Check your understanding:
**1.** Answer these from the post comparing the North Sea with the Bahamas EEZ:
(a) In what year was Norway's sovereign wealth fund established?
(b) What annual interest rate applies to the $600m bond financing the Bahamas secured?
(c) What is the maximum royalty rate mentioned for the Bahamas?
**2.** Carry on the post comparing the North Sea with the Bahamas EEZ from where it stops.

Given text:
----------

North Sea vs Bahamas EEZ’s huge potential (updated 14/10/20)14 Oct 2020 05:25
North Sea: size c575.000Km2. First large commercial discoveries c1970. Over the last 50 years several majors and smaller oil/gas companies have earned a fortune. Royalties/taxes are earned by several countries predominantly UK/Norway. Norway’s sovereign wealth fund established in 1990 is approximately $1 TRILLION and owns 1.4% of the global stock market. A baby born today has the security of c$200,000 being invested by the State for h/er future welfare and pension.
The Bahamas EEZ: size c220,000 Km2. 40% the size of the whole North Sea. Population c400,000. Bristol has a larger population. I’ve been to the Bahamas with my family and witnessed its beautiful Islands and wonderful people who have suffered two back to back disasters; a devastating hurricane and a global pandemic. They do not have a Norwegian type of sovereign wealth fund YET. In fact government debit is c100% of GDP…. C$10 billion. Yesterday it secured $600m in bond financing repayable in 12 years at a whopping 9% annual interest rate. BPC has the exclusive exploration rights to a chunk and the only player in town. Royalties: 25% max. Taxes: zero, zilch. Within 3 months it will have spent c$140m using some of the most advanced technology available, including a billion dollar state-of-the-art drill ship. [Above sources include: Wiki, BPC financial statements, RNSs, local newspapers]
Facts and opinions
1. If we find commercial quantities of oil at Percy-1, the markets at the time may deduce the Bahamas EEZ has the potential to becoming another North Sea. Or put more simply, ‘there’s gold in dem hills’. The SP and market cap will likely reflect this in addition to the Percy-1 NPV.

----------

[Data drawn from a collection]
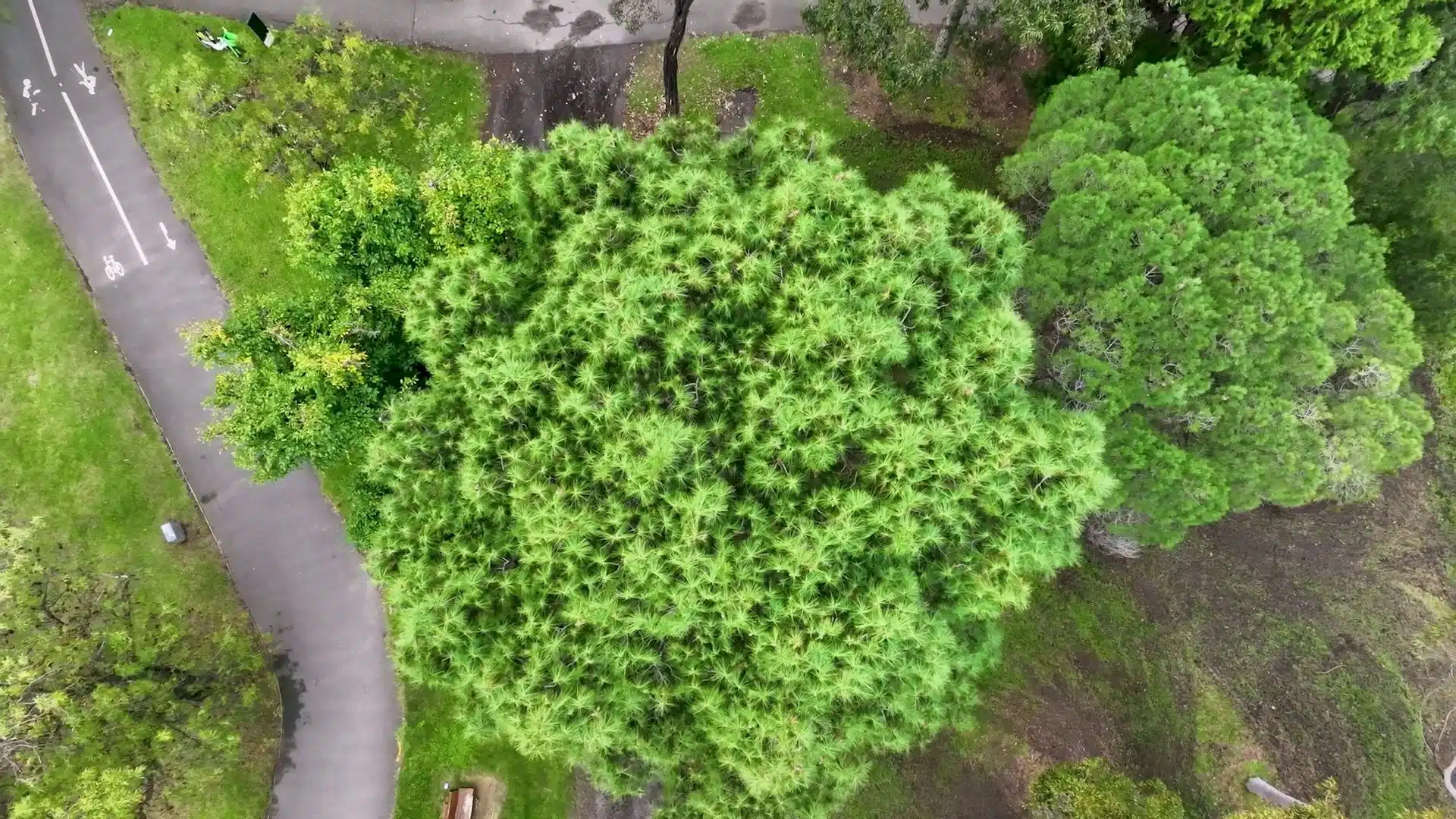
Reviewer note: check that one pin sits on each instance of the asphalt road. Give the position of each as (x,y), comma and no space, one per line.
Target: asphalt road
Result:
(284,544)
(516,27)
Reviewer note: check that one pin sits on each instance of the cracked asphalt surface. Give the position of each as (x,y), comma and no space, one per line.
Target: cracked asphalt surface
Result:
(283,542)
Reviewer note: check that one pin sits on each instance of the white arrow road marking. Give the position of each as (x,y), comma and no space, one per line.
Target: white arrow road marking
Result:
(39,31)
(105,180)
(86,80)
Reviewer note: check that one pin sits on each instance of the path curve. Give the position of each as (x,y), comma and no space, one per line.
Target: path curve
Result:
(517,27)
(283,542)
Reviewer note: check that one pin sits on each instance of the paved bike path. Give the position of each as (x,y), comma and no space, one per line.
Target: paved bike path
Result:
(517,27)
(284,544)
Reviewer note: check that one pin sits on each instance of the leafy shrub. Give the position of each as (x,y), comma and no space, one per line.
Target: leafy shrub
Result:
(104,689)
(1094,790)
(1197,281)
(306,376)
(727,477)
(1388,38)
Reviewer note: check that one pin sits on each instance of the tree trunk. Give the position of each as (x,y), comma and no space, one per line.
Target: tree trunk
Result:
(674,41)
(952,20)
(1270,793)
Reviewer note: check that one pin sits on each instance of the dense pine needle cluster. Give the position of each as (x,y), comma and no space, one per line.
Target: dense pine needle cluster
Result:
(1199,281)
(726,472)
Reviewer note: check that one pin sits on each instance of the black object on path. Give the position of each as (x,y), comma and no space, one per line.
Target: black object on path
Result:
(284,544)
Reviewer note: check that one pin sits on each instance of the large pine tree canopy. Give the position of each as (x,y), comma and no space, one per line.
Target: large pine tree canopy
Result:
(726,472)
(1199,283)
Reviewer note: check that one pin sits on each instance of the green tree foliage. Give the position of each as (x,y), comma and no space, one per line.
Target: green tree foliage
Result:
(306,376)
(1289,38)
(1199,283)
(1404,150)
(878,37)
(1095,790)
(105,695)
(1101,33)
(727,477)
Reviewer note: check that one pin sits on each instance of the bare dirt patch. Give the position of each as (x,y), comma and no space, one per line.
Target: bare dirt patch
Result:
(490,795)
(592,803)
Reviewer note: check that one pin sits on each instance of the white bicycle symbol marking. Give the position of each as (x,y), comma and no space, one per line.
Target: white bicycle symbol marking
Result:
(114,268)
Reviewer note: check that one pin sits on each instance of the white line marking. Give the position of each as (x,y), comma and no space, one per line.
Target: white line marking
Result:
(104,178)
(39,31)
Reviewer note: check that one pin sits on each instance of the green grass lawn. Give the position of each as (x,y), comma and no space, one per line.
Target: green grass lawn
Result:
(79,447)
(237,215)
(237,212)
(437,751)
(789,74)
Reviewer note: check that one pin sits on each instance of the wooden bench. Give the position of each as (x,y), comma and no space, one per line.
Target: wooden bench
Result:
(459,805)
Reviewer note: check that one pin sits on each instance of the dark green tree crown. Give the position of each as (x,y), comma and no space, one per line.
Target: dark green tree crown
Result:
(727,472)
(1199,281)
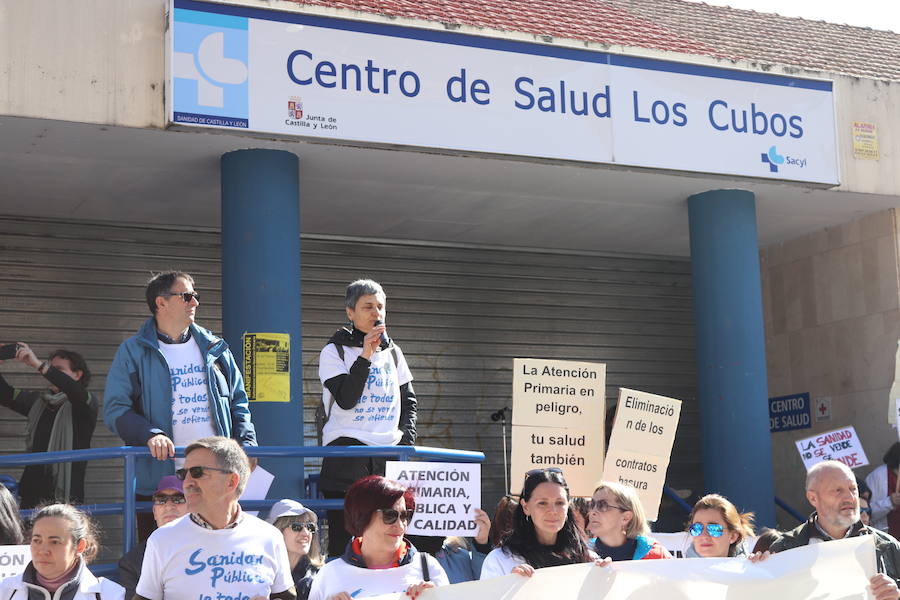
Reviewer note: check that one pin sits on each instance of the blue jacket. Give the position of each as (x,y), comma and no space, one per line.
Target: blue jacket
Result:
(459,563)
(137,403)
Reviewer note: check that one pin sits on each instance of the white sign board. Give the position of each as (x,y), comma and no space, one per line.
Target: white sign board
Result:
(835,570)
(559,409)
(291,74)
(446,495)
(558,393)
(641,444)
(840,444)
(13,560)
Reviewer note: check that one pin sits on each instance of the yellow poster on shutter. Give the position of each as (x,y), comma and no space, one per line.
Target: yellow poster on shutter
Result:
(267,367)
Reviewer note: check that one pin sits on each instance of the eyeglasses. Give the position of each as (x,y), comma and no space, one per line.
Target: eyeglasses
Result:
(713,529)
(390,515)
(603,506)
(197,472)
(186,296)
(163,499)
(297,527)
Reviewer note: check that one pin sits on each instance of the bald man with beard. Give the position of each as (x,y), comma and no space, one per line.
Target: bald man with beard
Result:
(831,489)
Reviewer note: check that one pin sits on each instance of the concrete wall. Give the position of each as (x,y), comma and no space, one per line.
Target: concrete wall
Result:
(103,61)
(832,316)
(90,61)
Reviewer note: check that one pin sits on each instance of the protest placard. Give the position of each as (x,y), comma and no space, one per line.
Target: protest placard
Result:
(13,560)
(641,443)
(577,452)
(836,570)
(839,444)
(557,393)
(446,495)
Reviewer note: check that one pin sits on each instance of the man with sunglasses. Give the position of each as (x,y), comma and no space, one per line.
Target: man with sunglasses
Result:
(168,504)
(217,551)
(172,383)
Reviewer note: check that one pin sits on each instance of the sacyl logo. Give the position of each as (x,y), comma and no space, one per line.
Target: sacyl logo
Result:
(773,159)
(210,69)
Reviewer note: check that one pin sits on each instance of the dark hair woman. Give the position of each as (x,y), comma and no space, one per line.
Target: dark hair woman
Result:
(63,542)
(378,558)
(544,532)
(717,529)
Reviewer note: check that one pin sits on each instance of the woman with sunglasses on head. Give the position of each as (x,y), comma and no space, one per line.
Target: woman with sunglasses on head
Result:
(63,541)
(618,522)
(717,529)
(300,529)
(378,558)
(544,532)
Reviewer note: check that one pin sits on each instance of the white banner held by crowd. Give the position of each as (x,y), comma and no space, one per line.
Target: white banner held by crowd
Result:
(835,570)
(446,495)
(840,444)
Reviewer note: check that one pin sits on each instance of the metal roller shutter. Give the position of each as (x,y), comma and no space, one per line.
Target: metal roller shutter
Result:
(461,314)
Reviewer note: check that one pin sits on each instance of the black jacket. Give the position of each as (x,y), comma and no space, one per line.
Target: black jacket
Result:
(347,389)
(887,549)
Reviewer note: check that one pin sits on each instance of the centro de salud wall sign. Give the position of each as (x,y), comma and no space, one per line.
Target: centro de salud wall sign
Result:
(290,74)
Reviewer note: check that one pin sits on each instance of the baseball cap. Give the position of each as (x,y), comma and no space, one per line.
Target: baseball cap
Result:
(170,482)
(286,508)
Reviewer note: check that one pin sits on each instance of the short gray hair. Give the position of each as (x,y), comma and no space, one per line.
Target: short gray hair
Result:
(229,456)
(812,477)
(360,288)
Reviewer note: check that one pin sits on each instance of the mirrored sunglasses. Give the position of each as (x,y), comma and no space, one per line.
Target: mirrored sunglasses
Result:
(713,529)
(390,515)
(197,472)
(162,499)
(297,527)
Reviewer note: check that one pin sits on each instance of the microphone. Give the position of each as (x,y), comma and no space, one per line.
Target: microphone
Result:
(385,340)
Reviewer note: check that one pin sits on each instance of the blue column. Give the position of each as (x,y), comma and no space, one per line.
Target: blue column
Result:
(261,286)
(731,352)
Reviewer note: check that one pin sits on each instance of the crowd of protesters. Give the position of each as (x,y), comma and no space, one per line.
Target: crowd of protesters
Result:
(196,526)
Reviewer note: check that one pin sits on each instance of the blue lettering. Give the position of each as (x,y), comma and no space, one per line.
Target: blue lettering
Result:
(525,93)
(637,116)
(795,125)
(291,58)
(680,117)
(712,120)
(325,69)
(196,563)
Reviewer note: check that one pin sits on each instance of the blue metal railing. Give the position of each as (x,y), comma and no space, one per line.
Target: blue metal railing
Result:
(129,506)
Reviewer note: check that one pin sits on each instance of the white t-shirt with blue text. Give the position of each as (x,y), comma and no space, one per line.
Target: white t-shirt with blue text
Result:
(376,417)
(185,561)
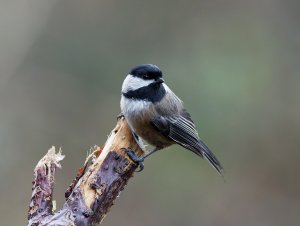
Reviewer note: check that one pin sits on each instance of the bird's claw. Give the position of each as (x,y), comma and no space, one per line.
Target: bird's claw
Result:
(136,159)
(120,116)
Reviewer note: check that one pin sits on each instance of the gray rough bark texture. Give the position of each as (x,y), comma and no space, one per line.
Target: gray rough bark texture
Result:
(95,188)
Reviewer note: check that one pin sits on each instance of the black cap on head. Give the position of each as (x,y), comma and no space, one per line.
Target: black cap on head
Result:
(146,71)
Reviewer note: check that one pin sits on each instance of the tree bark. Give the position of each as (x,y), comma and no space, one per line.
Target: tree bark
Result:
(95,188)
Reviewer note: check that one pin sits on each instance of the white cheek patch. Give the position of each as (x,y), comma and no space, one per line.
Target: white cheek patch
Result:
(134,83)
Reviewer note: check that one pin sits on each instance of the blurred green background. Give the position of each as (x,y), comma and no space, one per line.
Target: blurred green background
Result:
(234,63)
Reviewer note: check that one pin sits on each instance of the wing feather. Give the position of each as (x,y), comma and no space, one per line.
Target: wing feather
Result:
(181,129)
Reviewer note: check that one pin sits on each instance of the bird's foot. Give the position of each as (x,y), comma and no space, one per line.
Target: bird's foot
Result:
(138,160)
(121,115)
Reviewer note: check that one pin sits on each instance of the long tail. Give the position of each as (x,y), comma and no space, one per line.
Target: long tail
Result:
(203,151)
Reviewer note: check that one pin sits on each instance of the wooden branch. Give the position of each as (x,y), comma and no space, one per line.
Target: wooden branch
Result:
(94,190)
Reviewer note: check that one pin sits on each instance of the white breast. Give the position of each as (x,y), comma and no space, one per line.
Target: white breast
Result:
(133,108)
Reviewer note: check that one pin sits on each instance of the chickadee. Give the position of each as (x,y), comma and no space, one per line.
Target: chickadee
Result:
(157,115)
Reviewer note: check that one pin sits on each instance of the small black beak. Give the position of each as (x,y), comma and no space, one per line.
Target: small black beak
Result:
(159,81)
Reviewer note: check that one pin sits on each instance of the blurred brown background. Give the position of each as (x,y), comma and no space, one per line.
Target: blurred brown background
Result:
(234,63)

----------

Task-by-task results:
**1.**
(a) 1990
(b) 9%
(c) 25%

**2.**
2. BPC has a 30 year license to extract any oil found. If substantial reserves are proven, it is likely a major will negotiate a farm-out or buy us out. A farm-out will likely produce substantial future dividends possibly more per year than today’s SP and enable BPC to go on a regional M&A shopping spree.
3. PoO is currently low and somewhat irrelevant in the overall picture. One of the advantages of anything being priced low, is the upside when it isn’t. Refer online to PoO since the 1973 oil crisis when PoO tripled and North sea oil came on tap.
4. To hedge a Percy-1 duster……ex-CERP assets have a huge potential to be worth substantially more than the £20m undiscounted net merger valuation, which today is reflected in the BPC SP at approx. 0.5p. Imminent news may effect this.
Key points: I am not aware of any public company with a similar low market cap with the same risk vs ROI profile. Pantheon (PANR) is the closest I can find with a £200m market cap. IMHO I believe BPC is very much undervalued. 2.5p SP? Market cap £100m inc £20m ex-CERP assets? Pleeeeeeeeeease give me a break! But that’s just my opinion. DYOR.